▶ **Requirement**:
Put the lines below into a Markdown table with two columns, Row and Line. Number each row and leave out any blank lines.

▶ **Data entries**:
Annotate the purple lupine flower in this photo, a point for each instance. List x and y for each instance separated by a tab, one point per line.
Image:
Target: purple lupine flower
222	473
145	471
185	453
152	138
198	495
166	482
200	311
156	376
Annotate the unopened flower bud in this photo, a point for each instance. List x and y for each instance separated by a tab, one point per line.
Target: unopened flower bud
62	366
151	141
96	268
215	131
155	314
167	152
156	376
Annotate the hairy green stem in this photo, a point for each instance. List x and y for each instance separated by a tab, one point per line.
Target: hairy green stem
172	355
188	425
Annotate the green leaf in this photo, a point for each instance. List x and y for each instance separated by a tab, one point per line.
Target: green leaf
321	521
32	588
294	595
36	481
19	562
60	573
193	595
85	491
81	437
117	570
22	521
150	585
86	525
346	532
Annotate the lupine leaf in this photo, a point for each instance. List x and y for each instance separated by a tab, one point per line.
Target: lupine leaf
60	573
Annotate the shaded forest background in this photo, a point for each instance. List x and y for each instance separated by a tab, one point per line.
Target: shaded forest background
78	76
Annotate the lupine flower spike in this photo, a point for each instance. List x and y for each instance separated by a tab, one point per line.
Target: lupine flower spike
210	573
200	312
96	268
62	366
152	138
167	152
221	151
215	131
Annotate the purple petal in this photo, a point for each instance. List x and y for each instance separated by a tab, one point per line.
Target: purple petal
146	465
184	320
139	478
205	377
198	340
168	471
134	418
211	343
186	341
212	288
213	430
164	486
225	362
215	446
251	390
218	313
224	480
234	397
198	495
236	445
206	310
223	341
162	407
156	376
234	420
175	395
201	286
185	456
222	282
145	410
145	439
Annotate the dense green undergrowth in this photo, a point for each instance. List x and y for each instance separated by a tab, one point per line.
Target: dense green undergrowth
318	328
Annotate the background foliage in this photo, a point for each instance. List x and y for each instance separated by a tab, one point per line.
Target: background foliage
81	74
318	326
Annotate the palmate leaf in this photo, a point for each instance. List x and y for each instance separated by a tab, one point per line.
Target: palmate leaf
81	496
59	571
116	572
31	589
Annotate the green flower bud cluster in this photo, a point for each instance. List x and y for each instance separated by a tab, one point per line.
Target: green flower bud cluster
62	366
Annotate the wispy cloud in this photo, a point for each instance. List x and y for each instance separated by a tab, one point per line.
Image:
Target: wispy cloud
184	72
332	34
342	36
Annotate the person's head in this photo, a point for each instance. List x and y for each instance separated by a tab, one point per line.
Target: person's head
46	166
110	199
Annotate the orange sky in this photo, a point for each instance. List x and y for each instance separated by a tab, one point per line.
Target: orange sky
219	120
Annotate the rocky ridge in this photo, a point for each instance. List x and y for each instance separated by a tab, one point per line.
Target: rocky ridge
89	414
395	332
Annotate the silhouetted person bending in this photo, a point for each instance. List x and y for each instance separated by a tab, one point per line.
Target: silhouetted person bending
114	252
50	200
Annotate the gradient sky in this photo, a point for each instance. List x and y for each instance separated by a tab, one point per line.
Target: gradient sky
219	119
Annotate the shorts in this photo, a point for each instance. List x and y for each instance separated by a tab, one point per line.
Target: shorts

▶ **Solution to the exercise**:
| Row | Line |
|---|---|
| 1 | Annotate the purple lupine flower in this photo, a point for each instance. List x and y for each instance separated by a tab, one point per line. |
| 2 | Image: |
| 3 | Target: purple lupine flower |
| 4 | 222	473 |
| 5 | 145	471 |
| 6 | 185	453 |
| 7 | 152	138 |
| 8 | 198	495 |
| 9 | 166	482 |
| 10 | 200	311 |
| 11 | 156	376 |
| 12 | Annotate the unopened flower bud in this photo, a point for each instance. List x and y for each instance separated by a tab, one point per line. |
| 13 | Target: unopened flower bud |
| 14 | 62	366 |
| 15 | 151	141 |
| 16 | 96	268 |
| 17 | 215	131 |
| 18 | 155	314 |
| 19 | 167	152 |
| 20 | 156	376 |
| 21 | Annotate the hairy green stem in this photo, a point for each instance. List x and y for each instance separated by a tab, one point per line. |
| 22 | Target: hairy green stem |
| 23 | 172	355 |
| 24 | 188	425 |
| 25 | Annotate the green leaf in this photo, a point for each instance. List x and y for each instance separated by a tab, one point per line. |
| 26 | Target: green leaf |
| 27 | 321	521 |
| 28 | 32	588 |
| 29 | 294	595 |
| 30 | 36	481 |
| 31 | 19	562 |
| 32 | 60	573 |
| 33 | 193	595 |
| 34 | 85	491 |
| 35 | 81	437 |
| 36 | 117	570 |
| 37 | 22	521 |
| 38 | 150	585 |
| 39 | 86	525 |
| 40 | 346	532 |
| 41 | Annotate the lupine leaf in this photo, a point for each instance. List x and y for each instance separated by a tab, one point per line. |
| 42 | Target: lupine leaf |
| 43 | 60	573 |
| 44 | Annotate the shaded forest background in this photo, a point for each instance. List x and y for each instance separated by a tab, one point per line. |
| 45 | Target: shaded forest background |
| 46 | 78	76 |
| 47 | Annotate the lupine flower spike in this photo, a point for each instance. List x and y for each instance separated by a tab, one point per line. |
| 48 | Target: lupine flower spike |
| 49 | 210	573 |
| 50 | 200	312 |
| 51 | 96	268 |
| 52 | 62	366 |
| 53 | 152	138 |
| 54 | 167	152 |
| 55 | 221	151 |
| 56 | 215	131 |
| 57 | Annotate the purple petal in this photo, a point for each instance. List x and y for each instance separated by a tab, one point per line. |
| 58 | Target: purple petal |
| 59 | 146	465 |
| 60 | 184	320 |
| 61 | 139	478 |
| 62 | 205	377 |
| 63 | 198	340 |
| 64 | 168	471 |
| 65 | 134	418 |
| 66 | 211	343 |
| 67 | 186	341 |
| 68 | 212	288 |
| 69 | 213	430 |
| 70 | 164	486 |
| 71 | 225	362 |
| 72 | 215	446 |
| 73 | 251	390 |
| 74 | 218	313 |
| 75 | 224	480 |
| 76 | 234	397 |
| 77 | 198	495 |
| 78 | 236	445 |
| 79 | 206	310 |
| 80 | 223	341 |
| 81 | 162	407 |
| 82 | 156	376 |
| 83 | 234	420 |
| 84 | 175	395 |
| 85 | 201	286 |
| 86 | 185	456 |
| 87 | 222	282 |
| 88 | 145	410 |
| 89 | 145	439 |
| 90 | Annotate the dense green undergrowth in this photo, a point for each instance. List x and y for each instance separated by a tab, one point per line. |
| 91 | Target: dense green undergrowth |
| 92 | 318	328 |
| 93 | Annotate the background foliage in this photo, a point for each instance. List x and y for each instance separated by a tab, one point per line. |
| 94 | Target: background foliage |
| 95 | 81	74 |
| 96 | 318	326 |
| 97 | Annotate the palmate leaf in this photo, a point for each instance. List x and y for each instance separated by a tab, one point per line. |
| 98 | Target: palmate leaf |
| 99 | 81	496 |
| 100 | 59	571 |
| 101 | 116	572 |
| 102 | 31	589 |
| 103 | Annotate the green flower bud cluster in this photo, a point for each instance. List x and y for each instance separated by a tab, one point per line. |
| 104 | Target: green flower bud cluster |
| 105 | 62	366 |
| 106 | Annotate the wispy cloud in this photo, a point for each instance. List x and y for each instance separated by a tab, one point per line. |
| 107 | Image: |
| 108 | Target: wispy cloud |
| 109 | 184	72 |
| 110 | 332	34 |
| 111 | 342	36 |
| 112 | Annotate the person's head in this photo, a point for each instance. List x and y for each instance separated by a tab, one point per line. |
| 113 | Target: person's head |
| 114 | 46	166 |
| 115 | 110	199 |
| 116 | Annotate the orange sky in this photo, a point for each instance. List x and y for each instance separated by a tab, one point per line. |
| 117 | Target: orange sky |
| 118 | 219	120 |
| 119 | Annotate the rocky ridge in this photo, a point for each instance. List x and y for each instance separated by a tab, one point per line. |
| 120 | Target: rocky ridge |
| 121 | 89	414 |
| 122 | 395	332 |
| 123 | Annotate the silhouetted person bending in this photo, a point for each instance. List x and y for each instance separated by a tab, one point per line. |
| 124 | Target: silhouetted person bending |
| 125 | 114	252 |
| 126 | 50	200 |
| 127 | Annotate the gradient sky in this photo, a point for each instance. List x and y for each instance separated by a tab, one point per line. |
| 128 | Target: gradient sky |
| 129 | 219	119 |
| 130 | Annotate the shorts in this photo, a point for each instance. List x and y for each instance separated by a tab, one point per line. |
| 131 | Target: shorts |